## Given data
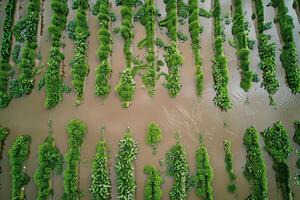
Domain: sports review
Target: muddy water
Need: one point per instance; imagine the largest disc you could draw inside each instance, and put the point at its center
(186, 113)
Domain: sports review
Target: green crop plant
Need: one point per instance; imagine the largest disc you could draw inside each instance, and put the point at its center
(255, 168)
(278, 146)
(126, 184)
(266, 51)
(204, 174)
(18, 154)
(53, 76)
(232, 187)
(49, 159)
(178, 168)
(288, 57)
(79, 65)
(240, 35)
(104, 70)
(76, 131)
(101, 183)
(5, 49)
(220, 68)
(195, 31)
(125, 89)
(153, 136)
(152, 190)
(27, 28)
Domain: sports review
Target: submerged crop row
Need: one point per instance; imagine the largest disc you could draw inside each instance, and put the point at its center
(220, 68)
(288, 57)
(266, 51)
(241, 40)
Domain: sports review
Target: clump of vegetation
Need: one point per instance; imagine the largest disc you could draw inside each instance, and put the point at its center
(153, 136)
(174, 61)
(240, 34)
(76, 131)
(54, 86)
(27, 29)
(104, 70)
(6, 45)
(278, 147)
(220, 68)
(101, 184)
(229, 166)
(126, 86)
(18, 154)
(255, 168)
(266, 51)
(152, 190)
(288, 57)
(126, 184)
(204, 174)
(195, 31)
(79, 66)
(178, 168)
(50, 159)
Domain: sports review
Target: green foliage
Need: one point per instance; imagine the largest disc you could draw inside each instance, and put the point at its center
(50, 159)
(229, 166)
(255, 168)
(174, 61)
(104, 70)
(220, 68)
(79, 65)
(240, 34)
(288, 57)
(153, 136)
(101, 184)
(152, 190)
(204, 174)
(76, 131)
(53, 77)
(18, 154)
(178, 168)
(126, 184)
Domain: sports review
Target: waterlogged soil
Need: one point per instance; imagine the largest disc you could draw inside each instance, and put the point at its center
(187, 114)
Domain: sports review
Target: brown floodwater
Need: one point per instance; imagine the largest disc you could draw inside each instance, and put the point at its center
(187, 114)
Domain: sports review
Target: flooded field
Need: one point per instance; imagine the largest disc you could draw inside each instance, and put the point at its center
(186, 113)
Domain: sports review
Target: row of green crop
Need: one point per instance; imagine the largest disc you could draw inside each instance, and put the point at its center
(6, 44)
(126, 184)
(241, 39)
(229, 166)
(278, 147)
(18, 154)
(104, 70)
(49, 159)
(288, 57)
(53, 75)
(26, 30)
(195, 31)
(149, 21)
(79, 65)
(220, 68)
(255, 168)
(266, 51)
(76, 131)
(126, 85)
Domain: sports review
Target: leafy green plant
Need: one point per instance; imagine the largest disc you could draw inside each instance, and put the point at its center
(76, 131)
(255, 168)
(126, 184)
(50, 159)
(153, 136)
(18, 154)
(101, 183)
(152, 190)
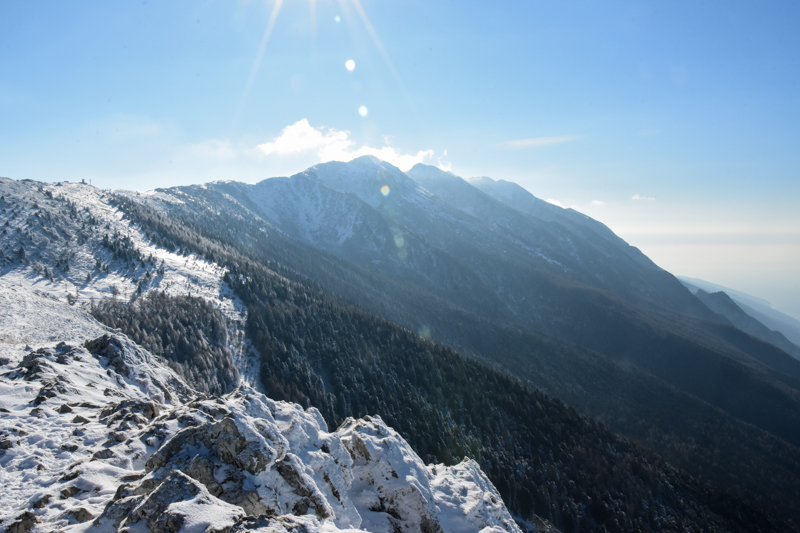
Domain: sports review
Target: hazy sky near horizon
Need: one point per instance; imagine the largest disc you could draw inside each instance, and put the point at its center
(675, 123)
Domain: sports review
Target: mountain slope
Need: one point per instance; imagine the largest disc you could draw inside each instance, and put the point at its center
(510, 268)
(522, 447)
(751, 459)
(116, 440)
(755, 307)
(721, 303)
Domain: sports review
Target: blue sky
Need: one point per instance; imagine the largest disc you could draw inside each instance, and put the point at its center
(690, 107)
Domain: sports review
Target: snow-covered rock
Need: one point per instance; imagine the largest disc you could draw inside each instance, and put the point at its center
(99, 435)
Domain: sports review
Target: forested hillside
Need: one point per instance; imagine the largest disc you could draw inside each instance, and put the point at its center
(187, 331)
(342, 360)
(690, 433)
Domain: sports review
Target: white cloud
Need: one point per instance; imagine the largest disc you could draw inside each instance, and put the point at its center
(444, 165)
(213, 149)
(301, 138)
(539, 141)
(555, 202)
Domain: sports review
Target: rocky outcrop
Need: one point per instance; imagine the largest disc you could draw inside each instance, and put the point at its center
(132, 447)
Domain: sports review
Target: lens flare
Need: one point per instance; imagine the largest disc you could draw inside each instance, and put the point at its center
(425, 332)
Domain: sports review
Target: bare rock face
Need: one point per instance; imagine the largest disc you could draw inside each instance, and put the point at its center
(24, 523)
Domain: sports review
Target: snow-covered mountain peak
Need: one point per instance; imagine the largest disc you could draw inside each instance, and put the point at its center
(374, 181)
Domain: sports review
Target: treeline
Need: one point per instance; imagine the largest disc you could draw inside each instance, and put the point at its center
(543, 457)
(186, 330)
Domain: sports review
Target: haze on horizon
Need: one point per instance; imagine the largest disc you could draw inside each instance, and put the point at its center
(677, 125)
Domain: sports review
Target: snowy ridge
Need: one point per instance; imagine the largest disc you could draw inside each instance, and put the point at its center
(65, 230)
(98, 434)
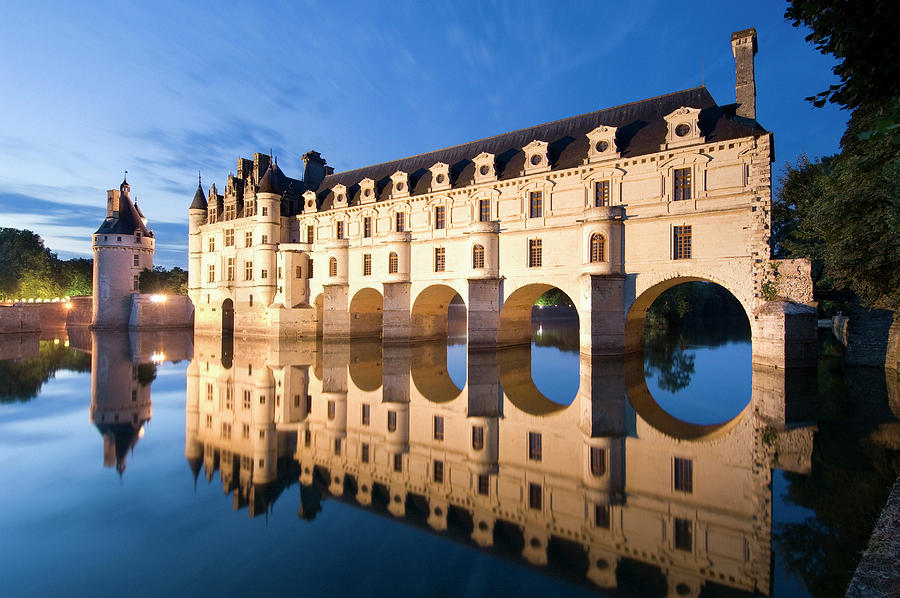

## Set problem
List each line in the listing above that contains the string "covered", matching case exactly.

## Solution to this task
Target: snow-covered rock
Target: snow-covered mountain peak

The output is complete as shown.